**Excerpt to read**
═══
In Rust we don’t have to free the memory, despite that it’s on the heap. The memory will automatically be dropped when we exit the scope. In this case the scope is the end of the function, however we can define a scope in the middle of a function.

Scoping is not the main reason that ownership is awesome, and automatic deallocation of variables on the heap that exit the scope are not brand new. However it is important to understand scoping when we start to talk about ownership.

In the simple example above it’s really easy to tell where the value should be deallocated, so in C it’s just about remembering to put the function call at the end of the scope. However when we start to get into multithreaded scenarios, where values should be deallocated isn’t obivious anymore. Especially if several threads are writing and/or reading to the same memory location. We can’t know when all the threads are done with the data, hence memory management becomes a bigger challange. This is where the second rule of ownership comes into play; there can only be one owner at a time.

A single owner per variable

The second rule of ownership states that: there can only be one owner at a time. In practical terms, this means that there can only be one variable which actually controls the data. This means that if we transfer data to a new variable, that will be the new owner of the data. Hence some code that we would think would work, doesn’t work in Rust:

let string = String::new("Hello world");
let new_string = string;

println!("{}", string); // Error: use of moved value

This is a piece of code that would normally work in most programming languages, however Rust doesn’t let you compile this code. This is because String is a construct which is stored on the heap, and hence when we allocate string to new_string, we actually don’t copy the values to a new place on the heap. What happens is that we give new_string the value on the heap, and string gives away ownership of the variable. This means that this value is moved to a new owner.

We could also copy the string on the heap, and then have two identical variables, but then we have to tell Rust that we want to copy our variable. This makes us inherently prevent unecessary copying of values on the heap, which might take a long time. The way we would clone the data on the heap is through the clone-method. This way we are fully aware when we might do expensive memory copying.

let string = String::new("Hello world");
let new_string = string.clone();
                     // ^ Duplicates values on the heap

println!("{}", string);

The idea that data has a single owner will cause us to think about where are data is defined, and use data in an efficient manner.

“A single owner sounds more like a huge limitation rather than a benefit!”, you might be saying to yourself. And the way I have presented it so far, you are totally right. For now a single owner is an okay concept, but it would be hard to actually use it in a bigger project. This is where borrowing extends this concept to it’s full potential.
═══
**Items**
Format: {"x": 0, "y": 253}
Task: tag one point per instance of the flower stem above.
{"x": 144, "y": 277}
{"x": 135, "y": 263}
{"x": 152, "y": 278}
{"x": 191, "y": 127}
═══
Quote the part of the text on Rust ownership that starts with the words containing "In the simple" and ends with "play; there can only be one owner at a time.". The records are material apart from the text on Rust ownership.

In the simple example above it’s really easy to tell where the value should be deallocated, so in C it’s just about remembering to put the function call at the end of the scope. However when we start to get into multithreaded scenarios, where values should be deallocated isn’t obivious anymore. Especially if several threads are writing and/or reading to the same memory location. We can’t know when all the threads are done with the data, hence memory management becomes a bigger challange. This is where the second rule of ownership comes into play; there can only be one owner at a time.